A Milestone

Thou art baptised, thou art illumined, thou hast been anointed with the Holy Chrism, thou art sanctified, thou art washed: in the name of the Father, and of the Son, and of the Holy Spirit. Amen.
-from the rite of Chrismation
Today marks the fifth anniversary of my entry into Christ's Church. On the 6th of February, 2006, being the 19th of February by the civil calendar, I received the double Sacrament of Baptism and Chrismation. This was to have been at Pascha of that year but, for particular reasons, was brought forward to the Sunday of the Prodigal Son, itself a very fitting time for being received as an adopted son of the Father.

This year, the Sunday of the Prodigal Son falls tomorrow, and in preparation I have been reading the homily of St Gregory Palamas on the Prodigal Son. He makes some very good points about the detail of this parable that I had never previously considered, and makes me realise just how much I have inherited as a child of God. When I, as a result of my baptism, am able to stand with my brothers and sisters and cross myself, and sing 'Our Father', I am claiming all that is promised to the children of God who are adopted through the grace of baptism. The kingdom of God, the riches of heaven, the promise of growth into the life of God: I find this astounding once again, and it is in the Liturgy that I find this in its fullness.

There are two points in this homily that touch me most. St Gregory points out that the father in the parable only divides his estate into two portions: one for each of his sons. Nothing does he hold back for himself, having no need of such and being filled with generous love for his sons. It is only we who are in need of the grace that emanates from God. The second is that the Son demands of the father what he has no right to even request. The inheritance that is alotted to him is given only because of the father's loving generosity and is his. It reminds me of how much of what is good is often taken for granted and how little I sometimes acknowledge the source of these things.

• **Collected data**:
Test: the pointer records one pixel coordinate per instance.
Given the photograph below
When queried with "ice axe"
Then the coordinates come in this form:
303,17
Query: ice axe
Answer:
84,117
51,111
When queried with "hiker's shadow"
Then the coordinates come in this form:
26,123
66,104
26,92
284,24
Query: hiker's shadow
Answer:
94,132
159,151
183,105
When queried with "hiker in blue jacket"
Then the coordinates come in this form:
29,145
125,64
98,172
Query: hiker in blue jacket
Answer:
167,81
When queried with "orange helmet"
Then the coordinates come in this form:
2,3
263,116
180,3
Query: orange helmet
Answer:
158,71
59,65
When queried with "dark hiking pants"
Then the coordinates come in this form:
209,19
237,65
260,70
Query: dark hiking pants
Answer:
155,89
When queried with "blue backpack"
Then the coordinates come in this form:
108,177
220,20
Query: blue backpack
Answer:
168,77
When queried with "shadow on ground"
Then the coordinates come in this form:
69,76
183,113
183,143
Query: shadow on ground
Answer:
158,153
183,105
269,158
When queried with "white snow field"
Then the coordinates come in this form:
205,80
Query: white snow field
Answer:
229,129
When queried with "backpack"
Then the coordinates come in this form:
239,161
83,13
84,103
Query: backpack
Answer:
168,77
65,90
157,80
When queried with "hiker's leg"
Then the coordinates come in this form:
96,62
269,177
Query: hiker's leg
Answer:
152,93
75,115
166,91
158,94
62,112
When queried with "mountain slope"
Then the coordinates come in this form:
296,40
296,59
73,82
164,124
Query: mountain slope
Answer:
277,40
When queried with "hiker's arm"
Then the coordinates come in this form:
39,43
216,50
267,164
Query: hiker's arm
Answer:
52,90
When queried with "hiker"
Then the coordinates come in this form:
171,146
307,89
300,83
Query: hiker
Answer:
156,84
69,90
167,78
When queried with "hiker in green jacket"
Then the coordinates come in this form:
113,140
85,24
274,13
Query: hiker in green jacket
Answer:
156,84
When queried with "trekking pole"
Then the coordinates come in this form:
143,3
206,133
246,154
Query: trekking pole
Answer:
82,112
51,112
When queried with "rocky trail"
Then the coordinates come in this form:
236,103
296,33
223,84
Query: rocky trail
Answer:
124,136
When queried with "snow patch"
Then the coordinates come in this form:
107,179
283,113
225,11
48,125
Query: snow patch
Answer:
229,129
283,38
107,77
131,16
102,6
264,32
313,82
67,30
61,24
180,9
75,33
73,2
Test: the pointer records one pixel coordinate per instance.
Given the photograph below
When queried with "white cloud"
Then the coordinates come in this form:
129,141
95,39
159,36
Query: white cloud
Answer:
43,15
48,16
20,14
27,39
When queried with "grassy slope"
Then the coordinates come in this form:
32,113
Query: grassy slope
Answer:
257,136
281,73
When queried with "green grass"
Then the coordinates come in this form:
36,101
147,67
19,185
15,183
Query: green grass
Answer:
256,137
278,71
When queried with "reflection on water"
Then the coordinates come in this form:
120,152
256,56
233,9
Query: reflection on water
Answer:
---
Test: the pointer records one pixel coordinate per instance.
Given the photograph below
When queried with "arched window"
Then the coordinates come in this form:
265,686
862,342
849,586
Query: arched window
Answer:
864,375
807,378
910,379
---
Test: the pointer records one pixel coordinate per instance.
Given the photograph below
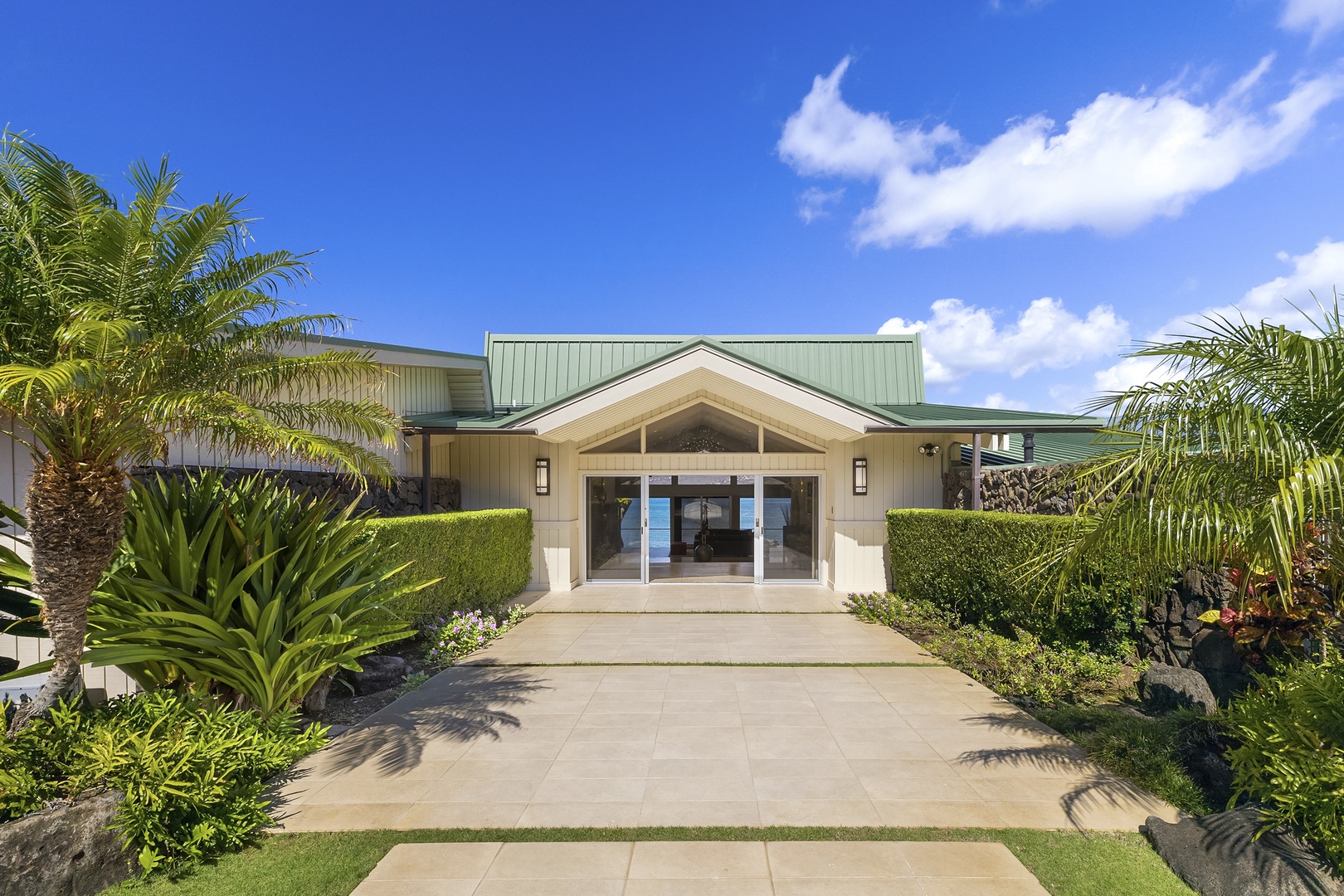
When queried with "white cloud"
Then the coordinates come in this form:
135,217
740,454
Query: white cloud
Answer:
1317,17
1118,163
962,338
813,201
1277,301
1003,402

• **What to work on**: From the milestone text above, print everything from "Thou art baptised, thou" down to "Holy Spirit. Amen.", without changing a word.

• **Exercise output**:
Thou art baptised, thou art illumined, thou hast been anointed with the Holy Chrism, thou art sanctified, thou art washed: in the name of the Father, and of the Son, and of the Holy Spirit. Amen.